[BEGIN]
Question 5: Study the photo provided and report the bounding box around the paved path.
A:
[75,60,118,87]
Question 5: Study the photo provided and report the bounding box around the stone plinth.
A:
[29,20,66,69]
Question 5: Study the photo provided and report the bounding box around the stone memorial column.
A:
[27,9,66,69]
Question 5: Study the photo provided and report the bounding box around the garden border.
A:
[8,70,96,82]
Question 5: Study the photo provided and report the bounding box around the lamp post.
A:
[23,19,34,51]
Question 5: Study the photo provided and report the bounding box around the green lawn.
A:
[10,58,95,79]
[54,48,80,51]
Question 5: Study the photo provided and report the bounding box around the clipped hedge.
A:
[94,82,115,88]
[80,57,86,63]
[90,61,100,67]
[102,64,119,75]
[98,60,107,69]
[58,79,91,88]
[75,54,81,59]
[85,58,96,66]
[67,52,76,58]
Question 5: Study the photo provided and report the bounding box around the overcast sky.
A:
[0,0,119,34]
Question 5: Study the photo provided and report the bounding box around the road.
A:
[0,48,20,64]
[END]
▶ **What is needed**
Copy all of the entries above word for word, with no changes.

▶ **Final result**
Question 5: Study the photo provided and report the bounding box around the paved path.
A:
[75,60,118,87]
Question 5: Study the photo provided and report the bounding box around the stone plinth.
A:
[29,20,66,69]
Question 5: Study the photo provided and report the bounding box around the stone memorial column.
A:
[27,9,66,69]
Question 5: Study the photo provided and report the bounding box around the garden border.
A:
[8,70,96,82]
Question 5: Study the photo provided and report the bounding box around the lamp post.
A:
[23,19,34,51]
Question 5: Study the photo provided and report the bounding box around the green lawn.
A:
[10,58,95,79]
[54,48,80,51]
Question 5: Study the photo provided and report the bounding box around the clipped hedge.
A:
[94,82,115,88]
[80,57,86,63]
[90,61,100,67]
[102,64,119,75]
[98,60,107,69]
[58,79,91,88]
[75,54,81,59]
[85,58,96,66]
[67,52,76,58]
Question 5: Study the photo provided and report the bounding box around the overcast sky.
A:
[0,0,119,34]
Question 5: Study the photo provided and report the bounding box around the road.
A:
[0,48,20,64]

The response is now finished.